===== Document excerpt

Isn’t it strange? I wonder how you would have handled it, had it been me. How would you be now, on this snowy day in 2007, up here in this land I call The Tundra. And what if your son now needed to undergo a life-threatening surgery, as does mine, and, god forbid, but I must say this, what if my children were as wrong to you as yours have been to me? Strangers.
Do you miss the dogs? Lucy looks for you. She does, I know. And I have to tell you that your friends are not that at all. None of them are. But we knew that. I suppose none of mine would have been yours either because that’s how we had it, you and I. We were friends to each other and no one understood that nor could know how it is, really. And that photo of you and me on the beach and we were so happy, smiles from heart to heart and life to life and will I ever see you again, sweet man?
I am living in a mountain home now. Quiet, like you liked it, and Linus and Lucy are right here. The front window tells a much different story from the one we had. I often see cyclists riding by and life has changed considerably.
You need to know something, and this something is a truth that hurts from my deepest place. But, here it is anyway—I have to let you go. I cannot hang on to the pain much longer because my hands are chafed and bloody and my bones won’t hold the agony without splintering into thousands of pieces. My insides have turned to the rawness of hamburger meat. Exposed. “Skinless” they call it at Hospice.
But then, here is something else I haven’t told you yet. I am beginning to walk again as well. It is different from how it used to go. Of that I am certain. I am softer. And I don’t look at my watch nearly as much, and I have slowed down tremendously. But I have not stopped. I am here, and I talk to you every day. Do you know that I have made many promises to you and in turn you have told me many secrets? You see, I believe we talk in the night; we walk and talk and talk and all is explained clear again. This is an ethereal knowledge that I am beginning to see, one that I must understand or I won’t know how to survive.
I lead a charmed life. That’s something you always said. I actually know that now. I wear your charm around my other finger, on the other hand. It is the ring you wore and the one you gave me, all in one and it has a new life in it. It holds all that we will become and all that is to become of my life without you.
Oh man, oh man of mine. How life can be so insane and so “white” all at once! I’ll kiss you now as never before, lover like none other, my companion in the twilight, in that life between worlds, and it could be called a total eclipse because that is what happened. There was simply a page torn out of the script that disappeared altogether, burned and its ethers rose to the Unknown. That page is the one I keep seeking in the wanderings of my dreams and cannot find. You hold it. May it not stay with you for always, though. May it not wait until my death to reappear, because I cannot wait that long. May it rekindle that which left with you when you disappeared on that serene and soft morning, February 24, 2006, at 5:35 a.m.
I shall lead the life that I promised you and within that shall be our honor. So with this I kiss you goodnight, sweet prince. Sweet peace is what I wish you now, and you in turn wish for me. This too I know. Sweet peace, whiteness, and the soft knowledge that all will be okay. You’ll see, you always say. And I always do.

==========
===== Exercise data

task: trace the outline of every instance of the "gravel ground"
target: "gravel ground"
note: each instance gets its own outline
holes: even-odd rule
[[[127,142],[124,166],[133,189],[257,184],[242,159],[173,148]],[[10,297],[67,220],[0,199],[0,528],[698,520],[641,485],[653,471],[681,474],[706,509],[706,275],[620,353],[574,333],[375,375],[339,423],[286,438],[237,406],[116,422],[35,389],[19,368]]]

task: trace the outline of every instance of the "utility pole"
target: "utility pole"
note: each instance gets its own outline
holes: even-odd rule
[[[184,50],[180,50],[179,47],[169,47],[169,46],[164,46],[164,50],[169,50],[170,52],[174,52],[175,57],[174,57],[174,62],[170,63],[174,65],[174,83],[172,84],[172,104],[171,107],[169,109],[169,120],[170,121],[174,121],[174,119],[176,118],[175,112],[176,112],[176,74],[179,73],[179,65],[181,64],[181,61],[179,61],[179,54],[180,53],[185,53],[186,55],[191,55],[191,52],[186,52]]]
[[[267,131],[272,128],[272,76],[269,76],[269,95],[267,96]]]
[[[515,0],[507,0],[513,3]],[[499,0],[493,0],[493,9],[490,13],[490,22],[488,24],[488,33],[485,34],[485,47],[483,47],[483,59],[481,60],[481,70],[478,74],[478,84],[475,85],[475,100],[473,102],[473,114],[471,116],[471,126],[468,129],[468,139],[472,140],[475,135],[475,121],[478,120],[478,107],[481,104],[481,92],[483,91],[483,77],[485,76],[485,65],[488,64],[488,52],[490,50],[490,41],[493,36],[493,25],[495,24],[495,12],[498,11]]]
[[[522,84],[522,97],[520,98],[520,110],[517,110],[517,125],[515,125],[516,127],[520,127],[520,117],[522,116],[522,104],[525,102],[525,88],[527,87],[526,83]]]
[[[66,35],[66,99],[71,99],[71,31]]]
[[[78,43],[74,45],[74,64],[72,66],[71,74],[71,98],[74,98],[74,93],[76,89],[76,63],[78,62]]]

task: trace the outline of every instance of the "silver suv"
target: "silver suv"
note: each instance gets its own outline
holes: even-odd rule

==========

According to the letter, why does the writer have to let the addressee go? Answer in one to three sentences. The items come from a separate source and have no connection to the letter.

→ Answer section
The writer cannot hang on to the pain much longer. The writer's hands are chafed and bloody, and the writer's bones won't hold the agony without splintering into thousands of pieces.